TO DO:
Copy the comic strip text from "If I didn’t" up to and including "like f&%#ing triplets?", swapping "triplets" for "quintuplets" wherever it occurs.

***** EXTRACT *****

“BACKYARD TIRE FIRE! BACKYARD TIRE FIRE! BACKYARD TIRE FIRE! HEY, DID YOU KNOW THIS BAND’S MUSIC REMINDS ME OF BACKYARD TIRE FIRE?”
“Why are you yelling?”
“BECAUSE I’M COOL FOR NAME-DROPPING ‘BACKYARD TIRE FIRE’ IN THIS COMIC AS MANY TIMES AS HUMANLY POSSIBLE!!!”
“Hey, what is that on Cassie’s finger, a tumor?”
“EVERY TIME I’M IN GOSHEN, I MAKE SURE TO CHECK OUT BACKYARD TIRE FIRE, WHICH ANAGRAMMED IS ‘BAKERY FRATRICIDE’!”
“Well for an alt-country comparison, these guys really sound more like the Drive-By Truckers, with a bit of early Uncle Tupelo influence to boot.
“UNCLE WHAT? WHAT’S ALT-COUNTRY? IS THAT LIKE TAYLOR SWIFT OR SOMETHING?”
“Yep, I knew you were a poser.”
If I didn’t follow this strip every day, I’d have looked at this comic and presumed it was about the adventures of some triplets and their blond nerd friend. But since I unfortunately DO read this dreck every day, I’m left to wonder: Is there a reason other than laziness that three seemingly unrelated characters in this comic look like f&%#ing triplets?

***** THE DATA *****

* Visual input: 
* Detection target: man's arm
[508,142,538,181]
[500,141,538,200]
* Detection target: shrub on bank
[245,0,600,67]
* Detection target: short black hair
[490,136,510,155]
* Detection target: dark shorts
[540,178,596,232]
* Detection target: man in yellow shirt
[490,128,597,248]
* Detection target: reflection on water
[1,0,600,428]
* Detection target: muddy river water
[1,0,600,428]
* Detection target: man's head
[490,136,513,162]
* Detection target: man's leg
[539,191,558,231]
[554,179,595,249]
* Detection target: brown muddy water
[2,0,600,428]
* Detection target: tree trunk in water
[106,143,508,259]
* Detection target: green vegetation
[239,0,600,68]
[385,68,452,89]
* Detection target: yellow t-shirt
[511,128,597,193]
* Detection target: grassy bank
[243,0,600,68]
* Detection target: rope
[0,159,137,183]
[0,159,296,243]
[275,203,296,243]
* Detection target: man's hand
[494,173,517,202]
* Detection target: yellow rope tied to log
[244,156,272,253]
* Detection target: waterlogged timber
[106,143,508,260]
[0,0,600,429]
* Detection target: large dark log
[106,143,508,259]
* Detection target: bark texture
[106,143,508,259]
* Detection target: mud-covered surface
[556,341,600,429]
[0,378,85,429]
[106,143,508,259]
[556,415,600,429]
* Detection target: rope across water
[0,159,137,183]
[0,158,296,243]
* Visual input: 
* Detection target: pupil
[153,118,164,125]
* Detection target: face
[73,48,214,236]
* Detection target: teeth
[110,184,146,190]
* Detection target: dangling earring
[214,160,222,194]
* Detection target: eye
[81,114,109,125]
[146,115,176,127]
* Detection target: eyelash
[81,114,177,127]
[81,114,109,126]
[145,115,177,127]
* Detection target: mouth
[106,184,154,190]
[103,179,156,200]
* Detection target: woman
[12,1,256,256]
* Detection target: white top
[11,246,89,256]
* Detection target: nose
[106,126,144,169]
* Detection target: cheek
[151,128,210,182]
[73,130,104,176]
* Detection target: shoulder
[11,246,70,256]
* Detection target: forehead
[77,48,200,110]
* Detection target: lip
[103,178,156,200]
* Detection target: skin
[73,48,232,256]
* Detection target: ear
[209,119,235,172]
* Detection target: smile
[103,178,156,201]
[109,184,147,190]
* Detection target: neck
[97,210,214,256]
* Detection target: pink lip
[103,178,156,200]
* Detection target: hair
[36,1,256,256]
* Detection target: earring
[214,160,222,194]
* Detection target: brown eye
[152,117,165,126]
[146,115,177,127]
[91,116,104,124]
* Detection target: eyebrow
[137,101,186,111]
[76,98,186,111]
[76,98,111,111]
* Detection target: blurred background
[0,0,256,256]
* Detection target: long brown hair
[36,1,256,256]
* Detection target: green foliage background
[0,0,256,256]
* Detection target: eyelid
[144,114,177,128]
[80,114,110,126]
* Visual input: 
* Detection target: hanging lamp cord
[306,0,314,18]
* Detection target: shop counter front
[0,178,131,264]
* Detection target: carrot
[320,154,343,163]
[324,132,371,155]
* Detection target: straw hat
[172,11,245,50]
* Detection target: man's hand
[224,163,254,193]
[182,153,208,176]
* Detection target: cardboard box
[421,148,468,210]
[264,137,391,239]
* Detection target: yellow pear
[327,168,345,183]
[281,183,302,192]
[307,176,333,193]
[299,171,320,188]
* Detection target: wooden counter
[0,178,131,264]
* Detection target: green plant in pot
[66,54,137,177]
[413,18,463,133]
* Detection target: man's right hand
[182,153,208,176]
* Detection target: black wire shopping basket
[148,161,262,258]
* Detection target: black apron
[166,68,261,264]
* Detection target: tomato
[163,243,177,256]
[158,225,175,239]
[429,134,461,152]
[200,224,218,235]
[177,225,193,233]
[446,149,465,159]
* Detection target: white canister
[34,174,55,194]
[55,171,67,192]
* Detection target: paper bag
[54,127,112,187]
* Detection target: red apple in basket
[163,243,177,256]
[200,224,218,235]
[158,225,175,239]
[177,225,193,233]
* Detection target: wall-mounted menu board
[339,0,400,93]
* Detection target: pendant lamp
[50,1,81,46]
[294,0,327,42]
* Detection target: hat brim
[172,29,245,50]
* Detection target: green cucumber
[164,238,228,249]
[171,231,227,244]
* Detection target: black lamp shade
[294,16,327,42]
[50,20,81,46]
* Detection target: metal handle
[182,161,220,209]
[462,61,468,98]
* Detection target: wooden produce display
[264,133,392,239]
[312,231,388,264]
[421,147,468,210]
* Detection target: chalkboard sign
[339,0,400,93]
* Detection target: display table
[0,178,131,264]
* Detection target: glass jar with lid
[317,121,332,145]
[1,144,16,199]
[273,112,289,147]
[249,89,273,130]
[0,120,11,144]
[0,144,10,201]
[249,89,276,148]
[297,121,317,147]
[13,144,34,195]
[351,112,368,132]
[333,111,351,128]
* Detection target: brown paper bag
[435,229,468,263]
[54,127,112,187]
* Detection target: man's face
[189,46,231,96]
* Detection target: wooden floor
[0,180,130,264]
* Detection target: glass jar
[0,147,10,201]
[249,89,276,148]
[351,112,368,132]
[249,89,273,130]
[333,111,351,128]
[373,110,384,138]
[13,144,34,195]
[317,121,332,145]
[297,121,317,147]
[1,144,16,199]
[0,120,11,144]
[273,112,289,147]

*****

RESPONSE FOR THIS EXERCISE:
If I didn’t follow this strip every day, I’d have looked at this comic and presumed it was about the adventures of some quintuplets and their blond nerd friend. But since I unfortunately DO read this dreck every day, I’m left to wonder: Is there a reason other than laziness that three seemingly unrelated characters in this comic look like f&%#ing quintuplets?